### CHALLENGE
Find every line in the lines below that contains the string "paddle", and copy each of those lines in full. Case counts.

:::

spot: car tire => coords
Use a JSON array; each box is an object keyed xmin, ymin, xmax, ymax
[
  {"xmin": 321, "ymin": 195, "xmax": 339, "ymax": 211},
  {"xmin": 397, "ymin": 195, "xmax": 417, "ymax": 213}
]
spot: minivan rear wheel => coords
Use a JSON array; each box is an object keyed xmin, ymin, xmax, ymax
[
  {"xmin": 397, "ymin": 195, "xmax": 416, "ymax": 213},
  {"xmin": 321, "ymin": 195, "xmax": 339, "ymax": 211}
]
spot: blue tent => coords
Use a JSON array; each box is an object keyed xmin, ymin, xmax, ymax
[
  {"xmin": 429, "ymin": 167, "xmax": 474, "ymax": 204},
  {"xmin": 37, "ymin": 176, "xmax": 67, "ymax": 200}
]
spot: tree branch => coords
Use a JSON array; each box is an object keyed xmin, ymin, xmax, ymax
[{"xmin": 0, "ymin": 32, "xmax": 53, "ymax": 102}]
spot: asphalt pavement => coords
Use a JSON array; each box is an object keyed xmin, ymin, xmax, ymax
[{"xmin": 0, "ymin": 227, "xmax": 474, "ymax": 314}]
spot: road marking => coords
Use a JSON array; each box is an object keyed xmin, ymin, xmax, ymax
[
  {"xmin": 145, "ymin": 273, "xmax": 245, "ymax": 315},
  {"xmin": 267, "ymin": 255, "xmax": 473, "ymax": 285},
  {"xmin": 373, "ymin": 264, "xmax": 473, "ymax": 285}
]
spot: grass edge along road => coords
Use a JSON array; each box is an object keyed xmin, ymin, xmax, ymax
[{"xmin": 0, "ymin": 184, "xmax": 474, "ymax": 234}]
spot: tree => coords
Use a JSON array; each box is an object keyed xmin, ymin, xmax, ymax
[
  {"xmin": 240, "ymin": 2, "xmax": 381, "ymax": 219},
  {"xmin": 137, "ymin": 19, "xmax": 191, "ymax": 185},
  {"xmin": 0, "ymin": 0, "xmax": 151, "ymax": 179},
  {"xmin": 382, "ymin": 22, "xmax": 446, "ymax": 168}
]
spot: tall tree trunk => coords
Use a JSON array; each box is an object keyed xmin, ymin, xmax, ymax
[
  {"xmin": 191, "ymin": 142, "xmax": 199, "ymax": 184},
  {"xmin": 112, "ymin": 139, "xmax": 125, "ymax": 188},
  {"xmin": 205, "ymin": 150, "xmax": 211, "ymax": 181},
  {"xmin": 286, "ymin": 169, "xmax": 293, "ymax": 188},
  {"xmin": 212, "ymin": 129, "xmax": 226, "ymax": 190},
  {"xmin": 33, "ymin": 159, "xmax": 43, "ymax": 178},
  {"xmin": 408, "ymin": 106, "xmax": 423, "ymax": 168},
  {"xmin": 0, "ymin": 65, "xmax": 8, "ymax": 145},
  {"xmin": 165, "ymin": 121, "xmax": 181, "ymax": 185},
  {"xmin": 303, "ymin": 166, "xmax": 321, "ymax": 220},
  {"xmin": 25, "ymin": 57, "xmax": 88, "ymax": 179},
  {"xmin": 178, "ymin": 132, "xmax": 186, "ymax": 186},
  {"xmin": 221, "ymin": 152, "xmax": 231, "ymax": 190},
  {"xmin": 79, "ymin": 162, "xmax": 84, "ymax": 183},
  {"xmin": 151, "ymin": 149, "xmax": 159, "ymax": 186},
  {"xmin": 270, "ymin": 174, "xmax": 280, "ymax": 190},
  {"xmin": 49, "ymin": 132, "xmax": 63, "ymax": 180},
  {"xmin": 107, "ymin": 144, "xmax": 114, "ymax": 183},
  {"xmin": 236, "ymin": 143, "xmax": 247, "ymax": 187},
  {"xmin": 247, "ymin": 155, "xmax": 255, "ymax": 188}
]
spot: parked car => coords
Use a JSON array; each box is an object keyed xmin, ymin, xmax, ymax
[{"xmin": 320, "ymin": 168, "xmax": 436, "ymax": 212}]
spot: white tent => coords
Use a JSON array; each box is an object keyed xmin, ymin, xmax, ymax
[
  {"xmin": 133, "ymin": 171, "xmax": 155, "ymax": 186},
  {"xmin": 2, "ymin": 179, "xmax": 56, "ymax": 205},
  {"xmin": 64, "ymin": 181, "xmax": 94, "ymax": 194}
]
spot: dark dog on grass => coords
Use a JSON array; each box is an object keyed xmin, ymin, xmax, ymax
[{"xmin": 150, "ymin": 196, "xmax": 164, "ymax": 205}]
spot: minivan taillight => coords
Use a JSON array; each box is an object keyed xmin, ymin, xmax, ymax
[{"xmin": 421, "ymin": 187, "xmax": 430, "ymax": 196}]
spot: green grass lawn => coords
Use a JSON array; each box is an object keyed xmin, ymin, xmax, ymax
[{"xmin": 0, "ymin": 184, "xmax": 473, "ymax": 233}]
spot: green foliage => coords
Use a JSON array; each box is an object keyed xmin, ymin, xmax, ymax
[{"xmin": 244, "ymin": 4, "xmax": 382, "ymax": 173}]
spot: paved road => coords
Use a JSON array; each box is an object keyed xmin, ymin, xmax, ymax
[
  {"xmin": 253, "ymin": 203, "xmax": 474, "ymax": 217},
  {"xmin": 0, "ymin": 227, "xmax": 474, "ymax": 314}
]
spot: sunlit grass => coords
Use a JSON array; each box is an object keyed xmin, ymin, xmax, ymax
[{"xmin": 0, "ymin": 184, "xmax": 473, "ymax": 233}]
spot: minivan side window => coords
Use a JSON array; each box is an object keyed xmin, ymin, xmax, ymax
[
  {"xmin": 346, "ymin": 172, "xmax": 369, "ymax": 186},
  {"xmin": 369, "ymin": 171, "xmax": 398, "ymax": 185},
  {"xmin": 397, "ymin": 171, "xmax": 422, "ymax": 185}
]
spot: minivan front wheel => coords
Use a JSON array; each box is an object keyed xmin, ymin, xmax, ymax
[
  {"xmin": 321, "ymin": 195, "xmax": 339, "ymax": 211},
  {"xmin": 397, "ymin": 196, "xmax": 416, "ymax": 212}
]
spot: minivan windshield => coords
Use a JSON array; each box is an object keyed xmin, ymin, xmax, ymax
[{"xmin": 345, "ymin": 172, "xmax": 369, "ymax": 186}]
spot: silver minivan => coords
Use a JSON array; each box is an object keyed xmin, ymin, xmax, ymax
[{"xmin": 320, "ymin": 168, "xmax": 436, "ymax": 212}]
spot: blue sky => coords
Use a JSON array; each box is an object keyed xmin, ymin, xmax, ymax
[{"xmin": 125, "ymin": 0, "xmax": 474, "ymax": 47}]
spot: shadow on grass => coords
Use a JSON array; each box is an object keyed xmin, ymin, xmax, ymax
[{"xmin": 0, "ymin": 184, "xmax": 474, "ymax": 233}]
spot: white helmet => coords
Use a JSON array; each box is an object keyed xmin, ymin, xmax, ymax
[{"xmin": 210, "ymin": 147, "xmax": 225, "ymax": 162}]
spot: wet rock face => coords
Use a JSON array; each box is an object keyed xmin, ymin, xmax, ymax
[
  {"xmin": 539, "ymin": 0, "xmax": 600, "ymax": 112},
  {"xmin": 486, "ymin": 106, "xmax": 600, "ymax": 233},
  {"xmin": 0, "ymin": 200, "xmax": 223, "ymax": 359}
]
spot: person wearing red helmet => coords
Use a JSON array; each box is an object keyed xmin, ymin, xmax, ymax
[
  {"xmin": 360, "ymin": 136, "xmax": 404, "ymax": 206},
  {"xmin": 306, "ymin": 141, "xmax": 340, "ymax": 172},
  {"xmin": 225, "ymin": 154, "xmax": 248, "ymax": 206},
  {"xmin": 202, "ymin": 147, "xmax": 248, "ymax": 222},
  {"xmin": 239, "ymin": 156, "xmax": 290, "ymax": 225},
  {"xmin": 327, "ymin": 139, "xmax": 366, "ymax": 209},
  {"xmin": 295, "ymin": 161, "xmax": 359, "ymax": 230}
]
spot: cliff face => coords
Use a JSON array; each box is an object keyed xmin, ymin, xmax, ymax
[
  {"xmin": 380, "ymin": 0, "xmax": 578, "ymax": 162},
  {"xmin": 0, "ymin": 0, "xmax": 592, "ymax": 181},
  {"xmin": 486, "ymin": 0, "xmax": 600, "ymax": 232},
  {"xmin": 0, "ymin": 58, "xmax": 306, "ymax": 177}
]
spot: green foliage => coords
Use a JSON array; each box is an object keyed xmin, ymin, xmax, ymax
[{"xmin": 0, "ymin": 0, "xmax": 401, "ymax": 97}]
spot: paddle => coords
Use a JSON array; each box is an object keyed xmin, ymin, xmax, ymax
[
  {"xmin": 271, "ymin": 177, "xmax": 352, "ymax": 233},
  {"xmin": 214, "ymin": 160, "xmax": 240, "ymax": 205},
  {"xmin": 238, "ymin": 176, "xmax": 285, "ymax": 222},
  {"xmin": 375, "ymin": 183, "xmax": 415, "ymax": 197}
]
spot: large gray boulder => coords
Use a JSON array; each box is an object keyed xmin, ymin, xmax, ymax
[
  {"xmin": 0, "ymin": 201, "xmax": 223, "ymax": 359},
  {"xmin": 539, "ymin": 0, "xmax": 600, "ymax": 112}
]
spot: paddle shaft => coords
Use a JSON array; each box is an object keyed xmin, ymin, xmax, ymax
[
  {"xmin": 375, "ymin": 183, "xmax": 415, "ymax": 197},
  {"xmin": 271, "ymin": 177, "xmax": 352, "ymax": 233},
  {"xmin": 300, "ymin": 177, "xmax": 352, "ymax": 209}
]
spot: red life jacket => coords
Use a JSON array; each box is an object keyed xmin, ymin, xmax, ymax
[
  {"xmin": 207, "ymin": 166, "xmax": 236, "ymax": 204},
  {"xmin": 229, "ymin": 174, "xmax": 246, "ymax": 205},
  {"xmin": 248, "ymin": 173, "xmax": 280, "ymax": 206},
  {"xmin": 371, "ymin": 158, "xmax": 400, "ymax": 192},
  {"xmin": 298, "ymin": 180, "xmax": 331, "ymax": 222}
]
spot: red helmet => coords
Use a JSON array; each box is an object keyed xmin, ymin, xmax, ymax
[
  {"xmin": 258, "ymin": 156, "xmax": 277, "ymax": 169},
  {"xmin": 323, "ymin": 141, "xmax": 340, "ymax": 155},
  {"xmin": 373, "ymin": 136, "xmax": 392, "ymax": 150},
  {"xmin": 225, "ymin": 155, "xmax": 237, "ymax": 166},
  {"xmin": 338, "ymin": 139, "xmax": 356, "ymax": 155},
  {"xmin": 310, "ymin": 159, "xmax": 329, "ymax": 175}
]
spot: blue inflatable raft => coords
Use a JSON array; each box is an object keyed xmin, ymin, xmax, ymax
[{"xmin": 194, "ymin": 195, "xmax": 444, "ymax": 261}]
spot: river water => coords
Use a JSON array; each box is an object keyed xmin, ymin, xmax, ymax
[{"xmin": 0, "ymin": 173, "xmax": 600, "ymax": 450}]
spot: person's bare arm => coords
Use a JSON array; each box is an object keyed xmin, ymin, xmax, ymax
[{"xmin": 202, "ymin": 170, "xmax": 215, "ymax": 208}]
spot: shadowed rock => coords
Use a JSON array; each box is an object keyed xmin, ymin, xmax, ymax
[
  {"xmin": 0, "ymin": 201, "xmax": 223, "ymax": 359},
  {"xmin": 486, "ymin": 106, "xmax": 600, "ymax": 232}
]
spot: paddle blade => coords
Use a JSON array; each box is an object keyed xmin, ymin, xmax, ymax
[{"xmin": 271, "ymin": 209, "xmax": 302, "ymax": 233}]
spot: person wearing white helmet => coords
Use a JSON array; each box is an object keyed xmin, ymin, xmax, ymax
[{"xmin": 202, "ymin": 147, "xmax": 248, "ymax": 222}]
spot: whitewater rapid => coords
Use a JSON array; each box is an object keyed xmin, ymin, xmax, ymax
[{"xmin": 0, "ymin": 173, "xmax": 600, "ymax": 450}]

:::

### ANSWER TO THE PROBLEM
spot: paddle => coords
spot: paddle shaft => coords
spot: paddle blade => coords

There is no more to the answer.